Materials provided »
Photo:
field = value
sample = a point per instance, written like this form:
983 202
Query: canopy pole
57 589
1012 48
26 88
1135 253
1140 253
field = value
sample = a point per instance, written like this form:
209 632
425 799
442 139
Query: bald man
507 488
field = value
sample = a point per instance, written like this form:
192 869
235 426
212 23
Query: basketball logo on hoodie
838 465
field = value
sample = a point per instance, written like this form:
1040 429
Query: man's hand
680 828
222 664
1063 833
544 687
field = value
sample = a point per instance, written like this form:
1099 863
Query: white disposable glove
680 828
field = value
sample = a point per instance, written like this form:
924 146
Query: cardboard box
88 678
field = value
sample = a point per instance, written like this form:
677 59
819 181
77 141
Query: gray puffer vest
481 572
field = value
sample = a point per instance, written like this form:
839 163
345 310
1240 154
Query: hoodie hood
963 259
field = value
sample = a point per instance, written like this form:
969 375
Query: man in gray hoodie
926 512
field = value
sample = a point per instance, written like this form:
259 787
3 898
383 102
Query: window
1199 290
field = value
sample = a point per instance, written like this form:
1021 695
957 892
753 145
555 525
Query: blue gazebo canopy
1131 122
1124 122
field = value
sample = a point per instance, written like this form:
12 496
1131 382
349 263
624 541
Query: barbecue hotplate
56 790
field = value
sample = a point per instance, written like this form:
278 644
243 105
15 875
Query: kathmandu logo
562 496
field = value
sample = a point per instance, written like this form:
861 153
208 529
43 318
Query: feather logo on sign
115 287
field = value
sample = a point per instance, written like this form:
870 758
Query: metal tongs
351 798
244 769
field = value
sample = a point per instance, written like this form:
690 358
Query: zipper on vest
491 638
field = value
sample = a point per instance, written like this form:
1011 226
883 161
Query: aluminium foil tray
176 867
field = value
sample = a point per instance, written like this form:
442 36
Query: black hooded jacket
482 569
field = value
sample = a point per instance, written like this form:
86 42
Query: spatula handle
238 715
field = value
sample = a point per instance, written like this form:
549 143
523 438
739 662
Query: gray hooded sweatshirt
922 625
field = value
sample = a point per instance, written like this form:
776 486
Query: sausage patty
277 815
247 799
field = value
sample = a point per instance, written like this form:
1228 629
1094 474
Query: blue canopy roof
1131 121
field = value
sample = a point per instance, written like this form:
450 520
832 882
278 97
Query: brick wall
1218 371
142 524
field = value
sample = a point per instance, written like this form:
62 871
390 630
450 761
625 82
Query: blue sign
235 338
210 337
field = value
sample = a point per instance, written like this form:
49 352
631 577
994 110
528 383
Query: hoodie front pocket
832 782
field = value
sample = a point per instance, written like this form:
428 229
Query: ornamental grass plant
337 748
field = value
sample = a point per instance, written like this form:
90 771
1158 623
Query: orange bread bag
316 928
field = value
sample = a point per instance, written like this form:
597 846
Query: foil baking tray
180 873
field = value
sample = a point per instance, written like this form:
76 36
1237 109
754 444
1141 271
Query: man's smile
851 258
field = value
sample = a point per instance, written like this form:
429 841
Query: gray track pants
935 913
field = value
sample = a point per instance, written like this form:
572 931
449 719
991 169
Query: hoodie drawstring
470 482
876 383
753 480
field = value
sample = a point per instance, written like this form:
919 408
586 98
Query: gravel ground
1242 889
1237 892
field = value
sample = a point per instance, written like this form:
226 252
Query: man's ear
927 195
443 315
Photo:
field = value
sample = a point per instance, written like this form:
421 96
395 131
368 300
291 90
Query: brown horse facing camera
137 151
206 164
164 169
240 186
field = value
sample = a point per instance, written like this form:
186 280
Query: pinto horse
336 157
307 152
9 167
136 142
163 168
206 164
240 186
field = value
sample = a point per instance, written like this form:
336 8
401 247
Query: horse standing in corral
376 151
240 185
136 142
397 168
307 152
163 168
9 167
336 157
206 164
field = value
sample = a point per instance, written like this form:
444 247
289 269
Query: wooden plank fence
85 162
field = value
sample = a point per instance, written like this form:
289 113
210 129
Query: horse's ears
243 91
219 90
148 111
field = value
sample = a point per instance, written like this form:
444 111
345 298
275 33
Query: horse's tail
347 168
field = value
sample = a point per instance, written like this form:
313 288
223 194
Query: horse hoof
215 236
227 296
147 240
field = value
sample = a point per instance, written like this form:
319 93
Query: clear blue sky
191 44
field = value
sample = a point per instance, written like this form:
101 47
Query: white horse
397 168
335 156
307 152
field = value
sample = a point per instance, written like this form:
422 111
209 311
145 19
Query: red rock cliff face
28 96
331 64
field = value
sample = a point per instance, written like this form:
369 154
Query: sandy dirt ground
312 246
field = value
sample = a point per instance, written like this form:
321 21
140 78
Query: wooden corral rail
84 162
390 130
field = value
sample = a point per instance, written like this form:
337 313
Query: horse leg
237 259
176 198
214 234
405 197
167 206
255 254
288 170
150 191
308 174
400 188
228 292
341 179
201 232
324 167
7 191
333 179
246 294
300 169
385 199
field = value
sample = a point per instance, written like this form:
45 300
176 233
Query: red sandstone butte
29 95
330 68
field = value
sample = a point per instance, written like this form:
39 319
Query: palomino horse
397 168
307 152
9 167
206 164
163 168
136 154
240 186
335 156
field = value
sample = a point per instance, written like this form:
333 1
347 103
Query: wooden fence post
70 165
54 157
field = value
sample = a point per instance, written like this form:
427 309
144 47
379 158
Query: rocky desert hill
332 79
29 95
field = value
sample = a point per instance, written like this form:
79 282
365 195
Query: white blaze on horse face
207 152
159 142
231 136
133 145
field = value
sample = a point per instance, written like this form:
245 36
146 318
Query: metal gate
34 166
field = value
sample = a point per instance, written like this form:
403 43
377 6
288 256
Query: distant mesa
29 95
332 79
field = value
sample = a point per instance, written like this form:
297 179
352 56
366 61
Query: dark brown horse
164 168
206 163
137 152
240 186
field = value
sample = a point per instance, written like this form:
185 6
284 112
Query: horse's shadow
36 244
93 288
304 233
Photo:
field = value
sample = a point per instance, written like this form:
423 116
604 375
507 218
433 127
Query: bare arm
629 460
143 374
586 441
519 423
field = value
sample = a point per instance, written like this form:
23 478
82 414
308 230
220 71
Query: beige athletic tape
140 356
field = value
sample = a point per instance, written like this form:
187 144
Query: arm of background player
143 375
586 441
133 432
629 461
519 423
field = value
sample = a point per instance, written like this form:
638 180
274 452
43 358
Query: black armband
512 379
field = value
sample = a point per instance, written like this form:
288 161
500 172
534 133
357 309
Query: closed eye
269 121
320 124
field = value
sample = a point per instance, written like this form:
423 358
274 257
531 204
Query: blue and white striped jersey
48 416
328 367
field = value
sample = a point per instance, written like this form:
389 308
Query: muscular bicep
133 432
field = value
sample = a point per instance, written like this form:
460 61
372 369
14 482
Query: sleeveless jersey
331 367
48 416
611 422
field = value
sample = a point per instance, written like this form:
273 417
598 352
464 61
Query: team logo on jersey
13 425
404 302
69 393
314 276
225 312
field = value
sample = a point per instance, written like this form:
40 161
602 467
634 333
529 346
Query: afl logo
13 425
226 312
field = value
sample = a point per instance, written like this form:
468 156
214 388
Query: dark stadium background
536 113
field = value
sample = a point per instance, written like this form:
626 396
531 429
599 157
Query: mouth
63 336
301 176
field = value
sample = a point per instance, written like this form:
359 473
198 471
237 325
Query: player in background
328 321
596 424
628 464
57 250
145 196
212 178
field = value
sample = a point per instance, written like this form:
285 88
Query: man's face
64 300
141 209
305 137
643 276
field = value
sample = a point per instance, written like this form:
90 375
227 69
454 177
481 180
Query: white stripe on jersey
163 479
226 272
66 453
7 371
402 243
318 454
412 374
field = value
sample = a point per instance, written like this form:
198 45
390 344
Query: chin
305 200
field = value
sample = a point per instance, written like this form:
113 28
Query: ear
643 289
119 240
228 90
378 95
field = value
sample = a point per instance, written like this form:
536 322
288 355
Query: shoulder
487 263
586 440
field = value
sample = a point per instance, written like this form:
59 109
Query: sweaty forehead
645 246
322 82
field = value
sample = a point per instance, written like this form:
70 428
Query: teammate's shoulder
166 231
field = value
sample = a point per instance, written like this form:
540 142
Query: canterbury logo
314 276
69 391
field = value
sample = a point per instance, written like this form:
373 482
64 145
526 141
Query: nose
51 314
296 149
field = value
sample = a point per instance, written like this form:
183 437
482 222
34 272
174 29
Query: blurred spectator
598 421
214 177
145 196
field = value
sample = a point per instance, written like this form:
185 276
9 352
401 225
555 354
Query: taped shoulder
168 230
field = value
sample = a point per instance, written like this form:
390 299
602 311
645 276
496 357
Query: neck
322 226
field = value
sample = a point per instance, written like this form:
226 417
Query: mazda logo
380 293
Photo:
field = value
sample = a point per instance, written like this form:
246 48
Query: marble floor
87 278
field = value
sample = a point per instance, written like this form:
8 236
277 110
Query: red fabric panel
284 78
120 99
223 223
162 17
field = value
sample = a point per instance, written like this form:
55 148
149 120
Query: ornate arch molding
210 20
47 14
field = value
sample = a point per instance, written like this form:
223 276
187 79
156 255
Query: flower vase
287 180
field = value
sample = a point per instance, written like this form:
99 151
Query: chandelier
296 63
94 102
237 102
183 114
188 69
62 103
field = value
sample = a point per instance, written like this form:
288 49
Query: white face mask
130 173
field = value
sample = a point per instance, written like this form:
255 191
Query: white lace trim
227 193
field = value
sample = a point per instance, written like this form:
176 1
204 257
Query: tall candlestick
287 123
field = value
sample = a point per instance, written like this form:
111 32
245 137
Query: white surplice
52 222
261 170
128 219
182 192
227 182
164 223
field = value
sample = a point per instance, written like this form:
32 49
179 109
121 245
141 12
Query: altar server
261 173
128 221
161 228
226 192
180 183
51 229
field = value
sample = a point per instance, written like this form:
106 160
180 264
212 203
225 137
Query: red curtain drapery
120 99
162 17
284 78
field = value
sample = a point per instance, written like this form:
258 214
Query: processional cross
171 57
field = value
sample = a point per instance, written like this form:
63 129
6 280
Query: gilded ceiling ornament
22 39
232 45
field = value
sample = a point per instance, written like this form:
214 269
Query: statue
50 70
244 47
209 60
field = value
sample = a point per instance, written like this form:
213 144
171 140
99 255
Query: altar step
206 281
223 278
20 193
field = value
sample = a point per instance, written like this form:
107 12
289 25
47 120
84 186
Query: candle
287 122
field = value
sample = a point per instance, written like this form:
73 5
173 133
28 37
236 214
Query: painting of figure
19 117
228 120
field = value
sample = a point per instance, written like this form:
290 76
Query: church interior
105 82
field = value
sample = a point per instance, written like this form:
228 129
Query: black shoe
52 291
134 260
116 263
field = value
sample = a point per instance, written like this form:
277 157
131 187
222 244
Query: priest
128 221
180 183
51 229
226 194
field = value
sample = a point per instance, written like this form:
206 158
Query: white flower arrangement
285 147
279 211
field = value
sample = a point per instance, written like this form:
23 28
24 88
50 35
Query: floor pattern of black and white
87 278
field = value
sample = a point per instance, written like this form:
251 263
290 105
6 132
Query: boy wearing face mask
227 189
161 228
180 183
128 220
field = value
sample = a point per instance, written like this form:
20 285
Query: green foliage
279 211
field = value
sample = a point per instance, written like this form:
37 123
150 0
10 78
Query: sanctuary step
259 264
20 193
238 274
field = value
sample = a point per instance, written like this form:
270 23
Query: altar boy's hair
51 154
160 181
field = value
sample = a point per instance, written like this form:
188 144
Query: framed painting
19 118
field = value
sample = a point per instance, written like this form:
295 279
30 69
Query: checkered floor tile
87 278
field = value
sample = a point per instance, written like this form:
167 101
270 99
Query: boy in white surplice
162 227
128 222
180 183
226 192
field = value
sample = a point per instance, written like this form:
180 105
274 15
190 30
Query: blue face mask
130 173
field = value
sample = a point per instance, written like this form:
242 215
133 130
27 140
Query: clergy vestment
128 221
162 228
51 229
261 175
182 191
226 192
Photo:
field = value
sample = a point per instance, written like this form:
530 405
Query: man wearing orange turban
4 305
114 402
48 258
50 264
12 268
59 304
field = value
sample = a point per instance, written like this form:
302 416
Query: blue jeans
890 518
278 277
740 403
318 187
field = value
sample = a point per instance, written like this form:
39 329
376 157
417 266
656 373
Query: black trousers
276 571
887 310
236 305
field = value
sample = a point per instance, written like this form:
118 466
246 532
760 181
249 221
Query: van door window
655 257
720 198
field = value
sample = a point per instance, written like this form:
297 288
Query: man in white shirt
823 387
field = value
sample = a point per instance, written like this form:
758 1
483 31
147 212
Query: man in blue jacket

What to work on »
Gather every line of the records that contains the word "orange", and list them in their original order.

Response for this exercise »
Query: orange bread bag
Query: man wearing orange turban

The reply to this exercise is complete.